DATA:
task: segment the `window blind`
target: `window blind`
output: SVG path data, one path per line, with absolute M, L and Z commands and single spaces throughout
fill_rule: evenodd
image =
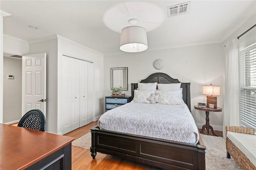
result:
M 240 50 L 241 125 L 256 129 L 256 43 Z

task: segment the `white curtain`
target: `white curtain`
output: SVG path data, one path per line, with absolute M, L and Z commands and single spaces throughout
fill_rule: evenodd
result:
M 223 137 L 226 125 L 240 125 L 239 114 L 239 43 L 236 38 L 226 45 L 225 100 Z

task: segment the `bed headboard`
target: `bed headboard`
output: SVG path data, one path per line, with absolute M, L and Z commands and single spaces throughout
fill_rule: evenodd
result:
M 178 79 L 172 78 L 168 75 L 162 72 L 154 73 L 146 79 L 142 80 L 140 83 L 154 83 L 169 84 L 178 83 Z M 132 99 L 134 96 L 134 90 L 138 88 L 138 83 L 132 83 Z M 182 98 L 185 103 L 188 106 L 189 111 L 191 112 L 190 106 L 190 83 L 181 83 L 180 87 L 182 88 Z

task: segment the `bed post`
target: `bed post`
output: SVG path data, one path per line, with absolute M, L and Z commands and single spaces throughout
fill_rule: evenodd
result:
M 92 133 L 92 146 L 90 147 L 90 152 L 92 158 L 95 159 L 97 154 L 97 152 L 96 150 L 96 147 L 95 147 L 95 132 L 91 129 L 91 133 Z
M 134 96 L 134 90 L 138 88 L 138 83 L 131 83 L 132 85 L 132 100 L 133 99 Z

TASK REQUIREMENTS: Scale the records above by writing out all their lines again, requests included, with every path coordinate in the answers multiplied by 1.55 and rounded to a whole number, halves rounding up. Omit the pictures.

PROBLEM SOLUTION:
task: segment the `window blind`
target: `window blind`
output: SVG path data, one path per line, with absolute M, L and Z commands and single spaces throughout
fill_rule: evenodd
image =
result:
M 372 78 L 374 194 L 397 200 L 397 67 Z

task: segment the `white curtain`
target: `white curtain`
output: SVG path data, one path per line, with absolute M, L and Z commands and single spaces throughout
fill_rule: evenodd
result:
M 346 212 L 350 194 L 372 194 L 370 177 L 370 67 L 366 59 L 350 70 L 349 155 Z

task: segment the `bed headboard`
target: `bed headboard`
output: SVG path data, one path per line, with absolute M, L and Z commands and single spaces throughout
fill_rule: evenodd
result:
M 276 122 L 267 121 L 260 116 L 251 112 L 239 113 L 226 122 L 220 124 L 217 129 L 239 129 L 262 130 L 276 129 Z M 205 153 L 208 149 L 208 140 L 214 136 L 214 129 L 205 129 Z M 282 152 L 287 160 L 291 164 L 293 172 L 296 174 L 295 164 L 295 129 L 281 129 L 279 135 L 282 136 Z

task: segment the `bed post`
target: `bed post`
output: SVG path data, one path per line, with absolute M, L and Z commands and single spaces throughout
fill_rule: evenodd
result:
M 143 206 L 143 226 L 140 228 L 140 236 L 143 245 L 147 246 L 150 239 L 150 236 L 149 233 L 149 228 L 147 228 L 147 205 L 141 200 L 141 206 Z
M 208 149 L 208 140 L 214 136 L 214 129 L 203 129 L 205 132 L 205 155 L 206 153 Z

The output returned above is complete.